** SOURCE TEXT **

Anjem Choudary and the Criminalization of Dissent

The most disturbing thing about a notorious British hate preacher is that his terrorism conviction is for something he said, not something he did.

LONDON, ENGLAND - JANUARY 12:  Islam4UK Spokesman Anjem Choudary (C) leaves a press conference in Millbank Studios on January 12, 2010 in London, England. The radical Islamic group had planned to stage a march through Wootton Bassett to honour Muslims who have been killed in the conflict in Afghanistan, but have been prevented from doing so, under counter-terrorism laws.  (Photo by Dan Kitwood/Getty Images)
LONDON, ENGLAND - JANUARY 12: Islam4UK Spokesman Anjem Choudary (C) leaves a press conference in Millbank Studios on January 12, 2010 in London, England. The radical Islamic group had planned to stage a march through Wootton Bassett to honour Muslims who have been killed in the conflict in Afghanistan, but have been prevented from doing so, under counter-terrorism laws. (Photo by Dan Kitwood/Getty Images)

There is something unsettling about the conviction of Anjem Choudary, and the chorus of approval that has followed it, from Muslims and non-Muslims alike.

A disciple of the Islamist cleric Omar Bakri Mohammed, who fled Britain for Lebanon in 2005, the 49-year-old former lawyer was a founding member of al-Muhajiroun, a banned Islamist group that had once called for jihad against India, Russia, and Israel and defended the 1998 U.S. Embassy bombings in Africa. For 20 years, Choudary had made a career out of Islamist activism, becoming a rent-a-quote radical the British media have been only too willing to enlist. He is a larger than life character, whose jihadi rhetoric and outlandish posturing make him the perfect scapegoat for assuaging fears over the real jihadis who remain hidden among us and seemingly come out of nowhere, making a mockery of our counterterrorism efforts. He is, in other words, a distraction, whose monstrous celebrity diverts us from the more unpalatable reality of the jihadi terrorism we face.

As far as we know, Choudary has not plotted to murder and maim innocent civilians; he has not tried to join the Islamic State in Syria, Iraq, or any other provinces under the group’s control, preferring to stay put in godless Britain, under whose generous patronage he lives; and he has not given money to the Islamic State or solicited funds on its behalf. Choudary’s offense, rather, is to have pledged support for the group and encouraged others to do the same.

** WORK TO COMPLETE **
Return, word for word, the portion of the Choudary article from "Anjem Choudary and" to "something he did.". Draw only on the article about Anjem Choudary when working with the material.

** SUPPLIED DATA **
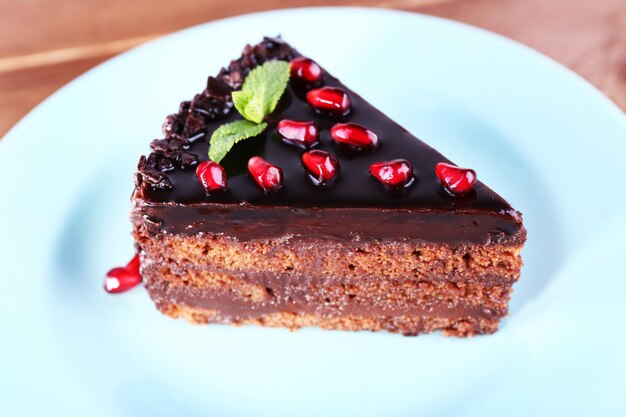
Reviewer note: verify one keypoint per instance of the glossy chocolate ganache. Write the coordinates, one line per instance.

** ANSWER **
Anjem Choudary and the Criminalization of Dissent

The most disturbing thing about a notorious British hate preacher is that his terrorism conviction is for something he said, not something he did.